• What the exercise asks:
Extend the forum thread on restarting Cylc schedulers inside Slurm batch jobs, picking up right after its final sentence.

┌─ Selected passage

Cleaning ‘cylc clean $WORKFLOW_NAME’ before relaunching

The cylc clean command will delete the workflow installation and all the files it has created.

This shouldn’t be necessary.


Cleaning and removing contact file 'cylc clean ${WORKFLOW_NAME} -y --rm=“.service/contact” ’

removing .service/contact to avoid Cylc trying to reconnect to the old node.

The Cylc scheduler creates the .service/contact file when it starts up and deletes this file when it shuts down.

If a contact file is present, it either means that the Cylc scheduler is running or that something has killed the Cylc scheduler in a way that prevented it from removing this file (e.g. kill -9 or pulling the power cord out of the compute node).

This shouldn’t be necessary.


Hope this helps, Oliver
1 Like

A small observation - you don’t need to background cylc play with & because (without the --no-detach option) it automatically runs as a daemon - i.e. not just in the background, but detached from the parent process.

1 Like

I have a little experience running Cylc in a similar environment - inside time-limited Slurm batch jobs, on compute nodes. This mostly just restates Oliver’s advice, but in case it helps…

The contact file will not be left behind if the Cylc scheduler shuts down cleanly. But if your shutdown time estimate is off and the batch system kills it, the contact file will be left behind, and that will be a problem for restarting the workflow: at restart Cylc will try to ssh to the original compute node (as recorded in the contact file) to see if the original process is still running there. If user ssh to compute nodes is disallowed, that will fail, and you will have to manually delete the contact file.

Your test workflow uses the default “background” job runner, which runs jobs directly on the scheduler host. These jobs get recorded, by Cylc, as running on “localhost”, so there’s a built-in assumption that the scheduler is not going to move to another host while background jobs are running. If you restart the scheduler on another host, it is going to look for those jobs on the new host and conclude that they must have failed.

Can you ssh from compute nodes to a login node, to submit other batch jobs from inside a running batch job? If so, you should define an appropriate Cylc platform (global config) and have your workflow submit jobs to the batch system instead of background. Then on restart, Cylc can query the batch system to find orphaned jobs wherever they are located (note for orphaned jobs that are no longer listed in the batch system, this also involves ssh to the platform hosts to check the Cylc-generated job status file - but not to the compute nodes).

All things considered, it would be better to run Cylc schedulers on an HPC login node (if that cause load issues, then your admins might just have to provide more resources :slight_smile: and avoid all of these problems. Or even better, as Oliver notes, an off-side VM that has access to the HPC.

└─
┌─ Data rows

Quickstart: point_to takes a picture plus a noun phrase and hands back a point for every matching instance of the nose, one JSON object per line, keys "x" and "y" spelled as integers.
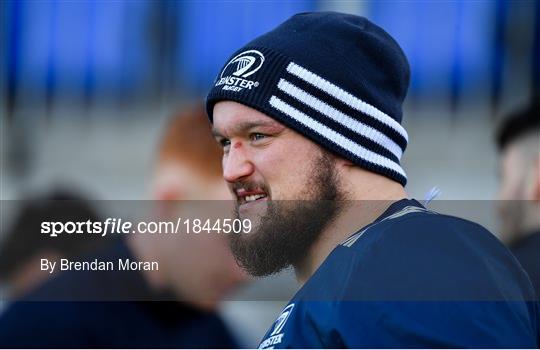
{"x": 236, "y": 163}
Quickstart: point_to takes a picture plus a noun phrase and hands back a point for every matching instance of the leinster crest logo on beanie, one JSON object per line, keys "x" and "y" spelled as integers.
{"x": 234, "y": 76}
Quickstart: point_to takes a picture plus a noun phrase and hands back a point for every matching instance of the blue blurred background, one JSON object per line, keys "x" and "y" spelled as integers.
{"x": 88, "y": 86}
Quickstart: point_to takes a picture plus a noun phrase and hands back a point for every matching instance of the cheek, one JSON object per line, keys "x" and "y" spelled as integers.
{"x": 284, "y": 169}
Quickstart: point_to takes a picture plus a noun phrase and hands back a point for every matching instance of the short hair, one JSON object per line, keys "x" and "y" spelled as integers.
{"x": 518, "y": 125}
{"x": 188, "y": 139}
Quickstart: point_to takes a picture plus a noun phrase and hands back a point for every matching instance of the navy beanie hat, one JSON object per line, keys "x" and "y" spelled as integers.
{"x": 335, "y": 78}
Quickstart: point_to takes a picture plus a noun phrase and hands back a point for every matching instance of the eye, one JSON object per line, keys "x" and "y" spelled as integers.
{"x": 224, "y": 143}
{"x": 257, "y": 136}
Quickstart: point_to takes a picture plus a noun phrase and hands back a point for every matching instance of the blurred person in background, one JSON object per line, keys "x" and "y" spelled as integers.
{"x": 518, "y": 141}
{"x": 23, "y": 247}
{"x": 195, "y": 271}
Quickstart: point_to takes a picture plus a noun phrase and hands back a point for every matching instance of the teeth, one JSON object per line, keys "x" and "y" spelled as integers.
{"x": 254, "y": 197}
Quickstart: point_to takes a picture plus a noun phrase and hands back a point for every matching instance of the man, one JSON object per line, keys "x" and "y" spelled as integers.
{"x": 138, "y": 309}
{"x": 518, "y": 140}
{"x": 22, "y": 248}
{"x": 309, "y": 118}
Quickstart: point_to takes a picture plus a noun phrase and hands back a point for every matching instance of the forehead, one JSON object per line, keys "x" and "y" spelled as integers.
{"x": 232, "y": 117}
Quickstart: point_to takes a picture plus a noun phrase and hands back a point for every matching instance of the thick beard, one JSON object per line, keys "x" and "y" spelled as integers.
{"x": 287, "y": 231}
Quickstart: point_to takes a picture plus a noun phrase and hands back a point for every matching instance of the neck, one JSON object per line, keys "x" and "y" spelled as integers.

└─

• Response to the task:
If you are truly stuck with your current setup and background jobs, you might have to shut down Cylc prior to the end of your batch allocation with cylc stop --kill to kill any running jobs. As noted above, Cylc won’t be able to find orphaned background jobs if you restart on another host, so rerunning those jobs from scratch is likely your only option short of “manually” waiting for them to finish before your restart, then (after restart) manually (with cylc set) setting them to succeeded to allow the workflow to continue. [Note next comment below; waiting for the jobs to finish only applies if you shut down before the batch allocation ends, with time left for them to finish.]

1 Like

(Background jobs will be killed anyway when the batch allocation ends, but the difference is Cylc will know they’re dead at restart, so it won’t have to try to determine whether they’re still running or not).

1 Like

Thank you very much for your answers.
We have made some tests to find a solution.
We have found that the running task is not killed when the job is killed, which is what we want in our system.
It appears that the problem is that cylc stop --now is non blocking and the stop could be not yet finished when the job is killed.
This method works if we check that the file “.service/contact” exists and we finish the job only when it is removed.

I think we will have some other issues due to this method of running cylc but we at least can run the workflow now.

Chloé

I presume by “the job” here you mean the scheduler?

The terminology gets confusing when we run schedulers inside batch jobs, because in Cylc a “job” is a process submitted to run by a task (via a task job script).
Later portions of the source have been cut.